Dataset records
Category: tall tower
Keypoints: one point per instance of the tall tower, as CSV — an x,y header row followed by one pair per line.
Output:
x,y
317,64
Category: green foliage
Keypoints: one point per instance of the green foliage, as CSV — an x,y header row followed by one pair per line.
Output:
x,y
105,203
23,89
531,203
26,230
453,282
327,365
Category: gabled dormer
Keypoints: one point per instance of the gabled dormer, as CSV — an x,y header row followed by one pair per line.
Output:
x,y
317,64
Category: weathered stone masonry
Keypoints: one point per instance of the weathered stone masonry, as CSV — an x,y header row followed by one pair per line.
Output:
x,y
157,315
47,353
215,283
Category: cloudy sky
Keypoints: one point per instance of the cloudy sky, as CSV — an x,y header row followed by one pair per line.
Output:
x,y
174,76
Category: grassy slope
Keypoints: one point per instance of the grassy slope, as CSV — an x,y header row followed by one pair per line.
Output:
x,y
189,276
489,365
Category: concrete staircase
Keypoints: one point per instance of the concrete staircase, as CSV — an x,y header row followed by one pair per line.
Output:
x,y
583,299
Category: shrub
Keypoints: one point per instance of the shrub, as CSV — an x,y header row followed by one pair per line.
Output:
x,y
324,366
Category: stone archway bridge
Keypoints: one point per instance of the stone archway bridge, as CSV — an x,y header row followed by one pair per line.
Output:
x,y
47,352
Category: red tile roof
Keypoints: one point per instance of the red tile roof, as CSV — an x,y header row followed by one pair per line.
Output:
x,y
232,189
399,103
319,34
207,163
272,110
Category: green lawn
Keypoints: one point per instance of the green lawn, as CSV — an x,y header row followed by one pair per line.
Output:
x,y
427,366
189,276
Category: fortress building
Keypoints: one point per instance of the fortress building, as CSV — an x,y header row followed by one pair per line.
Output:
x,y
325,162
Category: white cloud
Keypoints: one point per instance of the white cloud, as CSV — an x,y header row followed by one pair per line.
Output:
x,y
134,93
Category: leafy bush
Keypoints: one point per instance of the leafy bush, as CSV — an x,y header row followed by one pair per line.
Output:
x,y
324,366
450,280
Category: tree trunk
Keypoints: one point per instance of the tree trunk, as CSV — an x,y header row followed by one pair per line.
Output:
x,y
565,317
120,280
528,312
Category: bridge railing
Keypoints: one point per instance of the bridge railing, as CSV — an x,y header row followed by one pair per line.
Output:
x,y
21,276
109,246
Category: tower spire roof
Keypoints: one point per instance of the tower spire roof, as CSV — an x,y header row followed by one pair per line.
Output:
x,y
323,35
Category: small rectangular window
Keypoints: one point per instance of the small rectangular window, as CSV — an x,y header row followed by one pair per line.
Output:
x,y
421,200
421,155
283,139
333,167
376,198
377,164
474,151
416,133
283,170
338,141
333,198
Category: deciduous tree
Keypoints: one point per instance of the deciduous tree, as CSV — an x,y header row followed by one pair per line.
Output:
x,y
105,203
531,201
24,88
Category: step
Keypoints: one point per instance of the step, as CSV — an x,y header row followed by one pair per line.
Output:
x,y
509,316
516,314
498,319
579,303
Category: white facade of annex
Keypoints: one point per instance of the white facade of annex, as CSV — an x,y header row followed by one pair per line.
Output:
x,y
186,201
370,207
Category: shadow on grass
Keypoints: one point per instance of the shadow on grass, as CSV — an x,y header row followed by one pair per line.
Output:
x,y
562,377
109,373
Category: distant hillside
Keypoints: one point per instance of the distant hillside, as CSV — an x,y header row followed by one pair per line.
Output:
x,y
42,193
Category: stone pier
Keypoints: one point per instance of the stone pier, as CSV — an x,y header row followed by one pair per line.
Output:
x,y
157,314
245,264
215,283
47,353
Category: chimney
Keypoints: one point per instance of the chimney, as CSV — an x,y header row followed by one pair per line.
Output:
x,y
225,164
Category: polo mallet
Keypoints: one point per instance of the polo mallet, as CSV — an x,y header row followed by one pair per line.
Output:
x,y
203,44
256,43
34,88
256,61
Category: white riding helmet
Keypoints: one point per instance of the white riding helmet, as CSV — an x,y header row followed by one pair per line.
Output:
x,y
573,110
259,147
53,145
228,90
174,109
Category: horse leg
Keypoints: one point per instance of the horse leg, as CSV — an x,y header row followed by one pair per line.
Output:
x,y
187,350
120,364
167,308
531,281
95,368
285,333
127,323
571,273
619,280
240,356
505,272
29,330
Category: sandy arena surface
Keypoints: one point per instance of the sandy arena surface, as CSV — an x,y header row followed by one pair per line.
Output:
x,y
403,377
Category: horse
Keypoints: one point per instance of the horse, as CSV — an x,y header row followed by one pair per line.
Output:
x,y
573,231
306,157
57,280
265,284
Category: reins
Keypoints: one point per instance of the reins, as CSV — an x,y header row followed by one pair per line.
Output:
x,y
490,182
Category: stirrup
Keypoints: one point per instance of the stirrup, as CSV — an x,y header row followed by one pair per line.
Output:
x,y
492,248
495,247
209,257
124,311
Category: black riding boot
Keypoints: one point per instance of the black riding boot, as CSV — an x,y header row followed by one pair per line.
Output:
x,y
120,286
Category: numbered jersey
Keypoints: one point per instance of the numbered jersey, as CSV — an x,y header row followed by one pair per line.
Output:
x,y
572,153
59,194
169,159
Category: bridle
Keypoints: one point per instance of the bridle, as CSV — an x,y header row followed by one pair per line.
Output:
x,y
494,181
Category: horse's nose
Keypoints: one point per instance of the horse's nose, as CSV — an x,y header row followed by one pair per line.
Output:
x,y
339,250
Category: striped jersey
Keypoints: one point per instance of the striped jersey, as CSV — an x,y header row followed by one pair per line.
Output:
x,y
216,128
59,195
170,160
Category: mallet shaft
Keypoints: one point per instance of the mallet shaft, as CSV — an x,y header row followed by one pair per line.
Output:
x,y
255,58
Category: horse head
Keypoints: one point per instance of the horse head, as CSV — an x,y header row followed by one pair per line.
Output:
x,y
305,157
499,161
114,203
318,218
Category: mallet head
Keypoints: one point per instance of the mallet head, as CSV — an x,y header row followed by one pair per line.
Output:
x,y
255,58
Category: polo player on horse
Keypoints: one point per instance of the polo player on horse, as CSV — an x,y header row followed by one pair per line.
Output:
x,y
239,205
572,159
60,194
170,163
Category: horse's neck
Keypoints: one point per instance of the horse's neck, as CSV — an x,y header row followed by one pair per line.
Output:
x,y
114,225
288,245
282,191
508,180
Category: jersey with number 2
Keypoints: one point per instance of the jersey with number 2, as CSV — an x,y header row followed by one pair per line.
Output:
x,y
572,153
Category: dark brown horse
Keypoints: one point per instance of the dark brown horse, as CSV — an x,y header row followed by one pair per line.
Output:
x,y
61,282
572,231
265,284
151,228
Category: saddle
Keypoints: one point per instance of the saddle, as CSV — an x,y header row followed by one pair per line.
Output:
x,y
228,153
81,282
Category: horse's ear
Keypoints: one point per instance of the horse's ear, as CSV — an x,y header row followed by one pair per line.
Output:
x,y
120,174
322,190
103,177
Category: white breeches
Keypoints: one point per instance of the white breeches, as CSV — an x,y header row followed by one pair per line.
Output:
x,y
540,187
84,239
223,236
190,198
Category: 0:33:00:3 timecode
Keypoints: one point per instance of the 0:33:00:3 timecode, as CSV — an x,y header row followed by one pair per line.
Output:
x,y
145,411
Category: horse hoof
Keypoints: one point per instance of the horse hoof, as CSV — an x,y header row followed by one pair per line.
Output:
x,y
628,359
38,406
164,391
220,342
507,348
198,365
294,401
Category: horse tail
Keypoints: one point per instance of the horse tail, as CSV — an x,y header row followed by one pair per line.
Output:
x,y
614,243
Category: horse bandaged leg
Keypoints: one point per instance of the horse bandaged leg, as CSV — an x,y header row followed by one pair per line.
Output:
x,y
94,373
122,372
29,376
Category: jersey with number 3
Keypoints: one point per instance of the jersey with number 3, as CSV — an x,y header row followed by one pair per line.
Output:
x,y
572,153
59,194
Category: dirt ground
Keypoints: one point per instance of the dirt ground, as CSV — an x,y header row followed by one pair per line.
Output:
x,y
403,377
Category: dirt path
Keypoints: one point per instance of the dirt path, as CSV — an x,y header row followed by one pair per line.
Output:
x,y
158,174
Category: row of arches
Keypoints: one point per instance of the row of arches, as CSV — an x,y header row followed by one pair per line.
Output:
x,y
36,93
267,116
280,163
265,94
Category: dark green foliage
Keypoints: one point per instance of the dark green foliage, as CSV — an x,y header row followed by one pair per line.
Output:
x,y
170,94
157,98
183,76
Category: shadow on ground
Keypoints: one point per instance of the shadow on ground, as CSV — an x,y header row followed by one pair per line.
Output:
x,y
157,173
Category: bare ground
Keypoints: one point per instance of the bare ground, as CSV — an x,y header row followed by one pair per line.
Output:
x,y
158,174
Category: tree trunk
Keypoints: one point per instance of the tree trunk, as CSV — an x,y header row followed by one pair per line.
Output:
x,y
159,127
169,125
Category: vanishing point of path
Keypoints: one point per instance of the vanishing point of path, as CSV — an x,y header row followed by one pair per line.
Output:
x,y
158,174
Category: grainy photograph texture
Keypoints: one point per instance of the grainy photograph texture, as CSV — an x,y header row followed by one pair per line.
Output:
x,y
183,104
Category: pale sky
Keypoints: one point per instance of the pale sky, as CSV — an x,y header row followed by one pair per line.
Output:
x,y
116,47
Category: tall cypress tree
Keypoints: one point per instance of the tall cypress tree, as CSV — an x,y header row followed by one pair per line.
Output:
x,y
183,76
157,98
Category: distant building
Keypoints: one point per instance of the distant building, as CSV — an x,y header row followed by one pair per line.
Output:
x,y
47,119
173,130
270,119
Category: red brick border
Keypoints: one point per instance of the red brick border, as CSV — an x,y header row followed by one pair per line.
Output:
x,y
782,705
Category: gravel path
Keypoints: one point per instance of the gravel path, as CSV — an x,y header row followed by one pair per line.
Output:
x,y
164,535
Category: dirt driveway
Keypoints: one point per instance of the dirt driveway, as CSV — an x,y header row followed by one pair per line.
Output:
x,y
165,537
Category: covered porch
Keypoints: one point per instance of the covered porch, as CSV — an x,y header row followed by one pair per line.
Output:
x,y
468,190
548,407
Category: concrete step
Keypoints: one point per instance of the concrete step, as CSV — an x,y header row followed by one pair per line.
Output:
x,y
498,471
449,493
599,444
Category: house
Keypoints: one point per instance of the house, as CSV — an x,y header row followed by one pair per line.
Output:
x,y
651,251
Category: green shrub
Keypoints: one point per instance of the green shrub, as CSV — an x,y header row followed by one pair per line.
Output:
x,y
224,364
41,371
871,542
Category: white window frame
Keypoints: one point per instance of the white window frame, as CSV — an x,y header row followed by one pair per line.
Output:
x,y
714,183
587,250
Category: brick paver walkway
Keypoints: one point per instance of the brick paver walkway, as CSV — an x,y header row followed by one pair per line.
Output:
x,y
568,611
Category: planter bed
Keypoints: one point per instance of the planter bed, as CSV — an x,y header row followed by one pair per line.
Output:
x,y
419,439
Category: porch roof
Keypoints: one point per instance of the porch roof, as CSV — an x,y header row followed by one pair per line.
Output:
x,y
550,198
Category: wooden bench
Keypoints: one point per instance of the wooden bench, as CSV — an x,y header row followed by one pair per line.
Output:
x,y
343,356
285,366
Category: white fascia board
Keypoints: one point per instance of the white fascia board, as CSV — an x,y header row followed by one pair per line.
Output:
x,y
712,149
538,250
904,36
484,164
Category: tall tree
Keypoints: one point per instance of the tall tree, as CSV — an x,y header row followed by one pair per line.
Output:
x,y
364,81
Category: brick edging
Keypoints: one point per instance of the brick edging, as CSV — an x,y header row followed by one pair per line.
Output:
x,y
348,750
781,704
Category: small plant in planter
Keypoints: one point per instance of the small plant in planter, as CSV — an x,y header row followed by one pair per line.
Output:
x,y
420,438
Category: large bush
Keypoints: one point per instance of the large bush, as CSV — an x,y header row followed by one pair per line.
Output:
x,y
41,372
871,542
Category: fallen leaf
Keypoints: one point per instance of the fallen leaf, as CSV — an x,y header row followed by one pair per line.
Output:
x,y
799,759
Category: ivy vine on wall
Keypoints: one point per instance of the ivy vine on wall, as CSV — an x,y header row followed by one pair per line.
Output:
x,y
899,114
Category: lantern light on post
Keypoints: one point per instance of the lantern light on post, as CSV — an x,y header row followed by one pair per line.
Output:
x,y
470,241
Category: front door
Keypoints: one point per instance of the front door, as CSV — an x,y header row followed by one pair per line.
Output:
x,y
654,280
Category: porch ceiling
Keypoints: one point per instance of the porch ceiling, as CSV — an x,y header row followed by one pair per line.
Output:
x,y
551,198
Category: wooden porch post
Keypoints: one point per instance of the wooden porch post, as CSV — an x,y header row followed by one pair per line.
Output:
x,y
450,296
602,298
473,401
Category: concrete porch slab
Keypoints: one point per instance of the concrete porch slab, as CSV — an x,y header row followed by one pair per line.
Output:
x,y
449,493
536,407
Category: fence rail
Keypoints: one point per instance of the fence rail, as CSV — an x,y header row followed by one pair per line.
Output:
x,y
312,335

■ YOUR OBJECTIVE ■
From the line that contains "Category: porch ceiling" to the last line of the material above, repeat every line exactly, keeping both the first and the last.

■ ANSWER TO THE TASK ■
Category: porch ceiling
Keypoints: one point per instance of the porch ceiling, as CSV — an x,y header row followed by one pair per line.
Output:
x,y
551,198
Category: wooden porch post
Keypoints: one point per instance of the wooden porch post, as CSV — an x,y header row followed by one pair per line.
Output:
x,y
450,296
602,298
473,401
Category: concrete porch slab
Keypoints: one point per instance of the concrete porch slab, as CSV — an x,y header row followed by one pair per line.
Output:
x,y
449,493
536,407
Category: fence rail
Keypoints: one point per instance of the fence rail, as CSV — an x,y header row followed by one pair per line.
Output:
x,y
312,335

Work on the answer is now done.